● **PROBLEM DESCRIPTION**:
Your task is to write out the lines from the line containing "the window in" through the last line of the material, exactly.
§ §
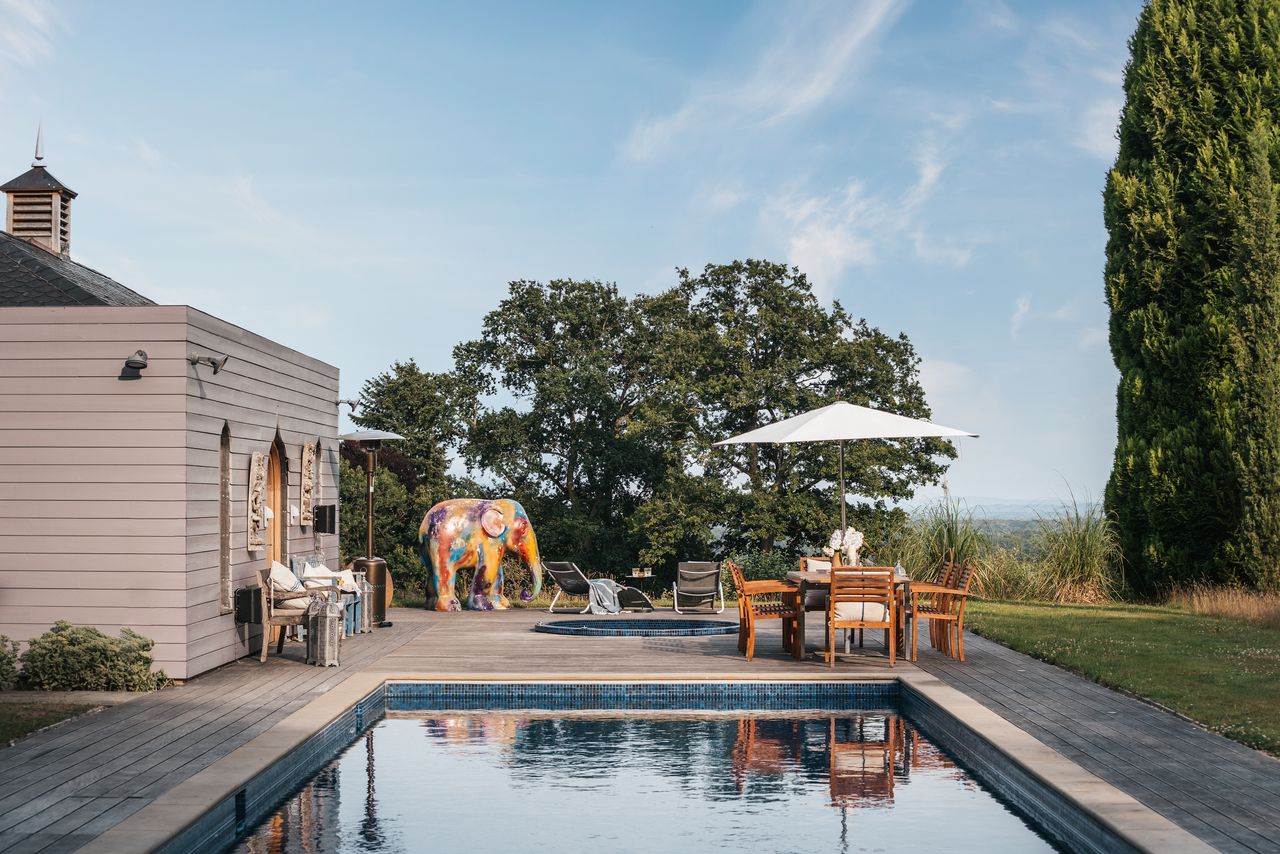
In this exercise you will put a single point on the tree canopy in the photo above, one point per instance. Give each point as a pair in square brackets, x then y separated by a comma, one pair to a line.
[599, 411]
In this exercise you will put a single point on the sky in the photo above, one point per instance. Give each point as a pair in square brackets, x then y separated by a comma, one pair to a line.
[361, 181]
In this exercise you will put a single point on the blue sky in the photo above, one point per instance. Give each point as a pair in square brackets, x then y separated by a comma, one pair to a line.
[316, 172]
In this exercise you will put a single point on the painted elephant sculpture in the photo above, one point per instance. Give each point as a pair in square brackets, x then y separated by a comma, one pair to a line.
[475, 533]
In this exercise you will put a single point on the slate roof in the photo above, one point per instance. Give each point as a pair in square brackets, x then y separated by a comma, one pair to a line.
[40, 179]
[31, 275]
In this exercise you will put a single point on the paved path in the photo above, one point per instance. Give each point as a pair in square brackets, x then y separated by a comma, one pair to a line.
[67, 785]
[1223, 791]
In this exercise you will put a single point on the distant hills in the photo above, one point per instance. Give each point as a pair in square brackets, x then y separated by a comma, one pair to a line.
[986, 507]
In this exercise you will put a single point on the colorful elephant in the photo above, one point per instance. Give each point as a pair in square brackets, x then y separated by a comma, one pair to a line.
[475, 533]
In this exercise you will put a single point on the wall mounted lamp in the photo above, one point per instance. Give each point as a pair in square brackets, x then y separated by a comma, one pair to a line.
[216, 362]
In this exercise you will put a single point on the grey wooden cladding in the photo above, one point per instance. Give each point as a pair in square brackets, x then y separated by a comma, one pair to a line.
[109, 487]
[265, 391]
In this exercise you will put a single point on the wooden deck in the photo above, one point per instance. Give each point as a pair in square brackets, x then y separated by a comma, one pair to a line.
[62, 788]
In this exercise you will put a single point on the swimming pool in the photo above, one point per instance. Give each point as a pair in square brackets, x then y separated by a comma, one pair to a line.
[837, 767]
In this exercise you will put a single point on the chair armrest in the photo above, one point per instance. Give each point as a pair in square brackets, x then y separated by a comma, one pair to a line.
[752, 588]
[284, 596]
[929, 587]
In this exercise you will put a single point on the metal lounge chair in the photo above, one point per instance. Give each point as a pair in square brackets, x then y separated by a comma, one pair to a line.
[698, 583]
[572, 581]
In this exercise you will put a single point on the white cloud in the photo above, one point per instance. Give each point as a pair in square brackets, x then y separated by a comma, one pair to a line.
[1022, 309]
[831, 233]
[812, 58]
[27, 28]
[722, 197]
[946, 252]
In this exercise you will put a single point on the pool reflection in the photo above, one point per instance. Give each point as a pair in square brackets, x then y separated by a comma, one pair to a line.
[521, 781]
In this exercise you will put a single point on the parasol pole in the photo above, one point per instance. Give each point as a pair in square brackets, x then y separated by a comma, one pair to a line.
[842, 524]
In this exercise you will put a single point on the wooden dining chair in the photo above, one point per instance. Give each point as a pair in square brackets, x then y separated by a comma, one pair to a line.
[762, 601]
[944, 604]
[862, 597]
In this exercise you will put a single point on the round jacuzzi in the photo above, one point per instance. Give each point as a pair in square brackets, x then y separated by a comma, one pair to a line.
[638, 628]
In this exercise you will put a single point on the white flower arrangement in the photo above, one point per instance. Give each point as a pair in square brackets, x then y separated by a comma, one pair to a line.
[848, 542]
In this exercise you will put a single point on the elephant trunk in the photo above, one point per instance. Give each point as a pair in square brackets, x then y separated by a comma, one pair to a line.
[529, 553]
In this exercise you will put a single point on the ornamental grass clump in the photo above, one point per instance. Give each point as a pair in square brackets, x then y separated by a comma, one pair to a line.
[82, 658]
[937, 534]
[1080, 555]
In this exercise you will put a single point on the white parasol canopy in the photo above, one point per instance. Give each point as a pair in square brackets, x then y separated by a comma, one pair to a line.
[841, 421]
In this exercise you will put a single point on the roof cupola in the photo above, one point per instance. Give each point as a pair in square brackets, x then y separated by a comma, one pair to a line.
[40, 206]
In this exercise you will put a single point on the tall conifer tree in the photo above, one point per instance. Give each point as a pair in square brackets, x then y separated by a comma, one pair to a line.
[1192, 277]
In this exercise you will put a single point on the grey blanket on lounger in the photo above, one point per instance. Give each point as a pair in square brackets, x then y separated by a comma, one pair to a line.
[604, 596]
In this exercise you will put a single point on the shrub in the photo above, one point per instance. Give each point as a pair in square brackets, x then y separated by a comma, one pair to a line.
[766, 566]
[8, 663]
[81, 658]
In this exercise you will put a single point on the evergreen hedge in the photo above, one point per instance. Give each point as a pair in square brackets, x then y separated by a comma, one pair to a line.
[1192, 279]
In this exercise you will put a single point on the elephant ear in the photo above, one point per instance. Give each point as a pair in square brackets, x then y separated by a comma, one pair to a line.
[493, 523]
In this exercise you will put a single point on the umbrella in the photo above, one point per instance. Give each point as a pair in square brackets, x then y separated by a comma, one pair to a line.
[841, 423]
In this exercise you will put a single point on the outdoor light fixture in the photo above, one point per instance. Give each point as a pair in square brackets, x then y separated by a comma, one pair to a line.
[216, 362]
[373, 567]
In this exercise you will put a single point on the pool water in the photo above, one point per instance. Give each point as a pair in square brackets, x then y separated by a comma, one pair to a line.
[572, 781]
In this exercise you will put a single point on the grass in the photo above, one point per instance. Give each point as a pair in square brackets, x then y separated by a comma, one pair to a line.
[1223, 672]
[21, 718]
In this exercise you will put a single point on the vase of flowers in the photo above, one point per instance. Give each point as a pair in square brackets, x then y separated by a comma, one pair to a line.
[844, 547]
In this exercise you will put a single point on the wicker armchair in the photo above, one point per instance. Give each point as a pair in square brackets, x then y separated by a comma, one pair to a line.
[277, 616]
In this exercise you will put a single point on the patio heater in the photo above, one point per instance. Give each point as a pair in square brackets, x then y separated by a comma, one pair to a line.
[373, 567]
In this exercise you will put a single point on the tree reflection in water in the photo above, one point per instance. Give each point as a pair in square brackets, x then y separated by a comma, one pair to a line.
[456, 779]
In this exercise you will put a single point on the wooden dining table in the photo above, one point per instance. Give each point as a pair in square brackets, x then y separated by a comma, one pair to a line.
[821, 579]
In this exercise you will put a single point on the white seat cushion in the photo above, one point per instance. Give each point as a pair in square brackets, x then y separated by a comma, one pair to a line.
[283, 579]
[320, 575]
[862, 612]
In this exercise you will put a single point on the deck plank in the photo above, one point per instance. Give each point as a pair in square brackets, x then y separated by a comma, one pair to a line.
[63, 788]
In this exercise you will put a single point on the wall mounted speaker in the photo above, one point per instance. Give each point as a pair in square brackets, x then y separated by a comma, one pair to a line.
[325, 519]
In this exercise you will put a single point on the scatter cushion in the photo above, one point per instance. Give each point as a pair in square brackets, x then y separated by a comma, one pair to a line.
[284, 581]
[319, 575]
[863, 611]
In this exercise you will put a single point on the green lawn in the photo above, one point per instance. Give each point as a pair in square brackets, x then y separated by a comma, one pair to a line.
[1221, 672]
[21, 718]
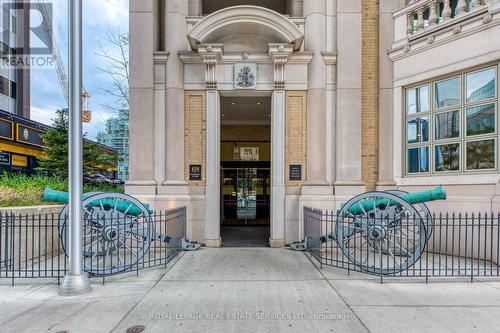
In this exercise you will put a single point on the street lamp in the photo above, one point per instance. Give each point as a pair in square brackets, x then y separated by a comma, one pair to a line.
[75, 282]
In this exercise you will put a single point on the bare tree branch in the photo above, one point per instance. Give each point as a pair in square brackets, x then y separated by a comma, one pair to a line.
[115, 65]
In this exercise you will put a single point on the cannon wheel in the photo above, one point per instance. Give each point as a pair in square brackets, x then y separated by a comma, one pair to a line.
[424, 211]
[113, 241]
[383, 240]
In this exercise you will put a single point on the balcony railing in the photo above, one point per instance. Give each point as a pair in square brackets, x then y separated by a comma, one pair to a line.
[424, 15]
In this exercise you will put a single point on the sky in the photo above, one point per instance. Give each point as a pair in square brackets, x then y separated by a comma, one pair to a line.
[99, 16]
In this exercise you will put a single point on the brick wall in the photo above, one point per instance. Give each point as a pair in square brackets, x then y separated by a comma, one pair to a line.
[194, 133]
[295, 133]
[369, 93]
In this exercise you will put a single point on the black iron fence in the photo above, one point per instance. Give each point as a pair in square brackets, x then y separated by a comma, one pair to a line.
[441, 245]
[34, 246]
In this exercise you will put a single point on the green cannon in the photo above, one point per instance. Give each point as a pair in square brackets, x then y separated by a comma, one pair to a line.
[382, 233]
[121, 206]
[437, 193]
[118, 230]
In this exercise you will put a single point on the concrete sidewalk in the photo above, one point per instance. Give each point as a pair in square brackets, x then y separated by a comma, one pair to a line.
[253, 290]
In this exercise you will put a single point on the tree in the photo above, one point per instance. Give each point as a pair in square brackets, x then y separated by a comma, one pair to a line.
[116, 66]
[56, 161]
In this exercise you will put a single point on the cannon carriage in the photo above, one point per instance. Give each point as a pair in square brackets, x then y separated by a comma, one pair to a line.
[381, 233]
[117, 231]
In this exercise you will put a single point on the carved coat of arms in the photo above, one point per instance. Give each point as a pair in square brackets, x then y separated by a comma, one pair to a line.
[245, 76]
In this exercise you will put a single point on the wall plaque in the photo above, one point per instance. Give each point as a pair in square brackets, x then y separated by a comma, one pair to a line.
[295, 172]
[249, 153]
[245, 76]
[30, 135]
[4, 157]
[195, 172]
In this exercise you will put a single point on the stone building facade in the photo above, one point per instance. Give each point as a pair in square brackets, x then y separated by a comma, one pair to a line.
[331, 97]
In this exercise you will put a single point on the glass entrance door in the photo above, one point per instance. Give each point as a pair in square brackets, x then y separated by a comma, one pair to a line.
[245, 196]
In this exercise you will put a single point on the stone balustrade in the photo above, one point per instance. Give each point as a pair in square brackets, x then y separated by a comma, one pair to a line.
[424, 15]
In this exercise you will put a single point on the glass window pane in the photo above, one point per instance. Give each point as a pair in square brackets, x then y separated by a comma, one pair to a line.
[481, 119]
[423, 99]
[481, 85]
[418, 159]
[447, 125]
[447, 92]
[417, 130]
[411, 101]
[412, 130]
[424, 129]
[481, 155]
[447, 157]
[417, 100]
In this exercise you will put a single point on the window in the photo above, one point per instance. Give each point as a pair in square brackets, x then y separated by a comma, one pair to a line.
[451, 124]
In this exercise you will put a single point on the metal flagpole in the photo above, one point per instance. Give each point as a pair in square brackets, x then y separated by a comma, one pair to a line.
[76, 281]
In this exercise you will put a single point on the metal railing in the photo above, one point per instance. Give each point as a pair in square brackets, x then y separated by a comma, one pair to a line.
[33, 246]
[441, 245]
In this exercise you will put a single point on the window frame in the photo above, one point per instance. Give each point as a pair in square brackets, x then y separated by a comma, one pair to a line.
[462, 138]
§ §
● **EXERCISE ANSWER**:
In this exercise you will put a single point on the window in the photo above, one point per instance. Give each point as a pair in square brackets, x then y separated by a comma, one pair to a line.
[451, 124]
In this exercise you will put a single point on the metal flagpole in the photo above, one point per instance. Give each point as a pair in square brackets, x then y separated by a comma, one pair to a line.
[76, 281]
In this exercise you will put a single point on the metal railing in the photo above, one point per instance. Give each point as a pair in square brackets, x then y separated by a comma, one pair to a line.
[33, 246]
[441, 245]
In this exercise you will put a single point on the window frame in the photo above, one point per instance. Give each point as a pair in square brackets, x then y separated by a comma, one pair to a line.
[462, 138]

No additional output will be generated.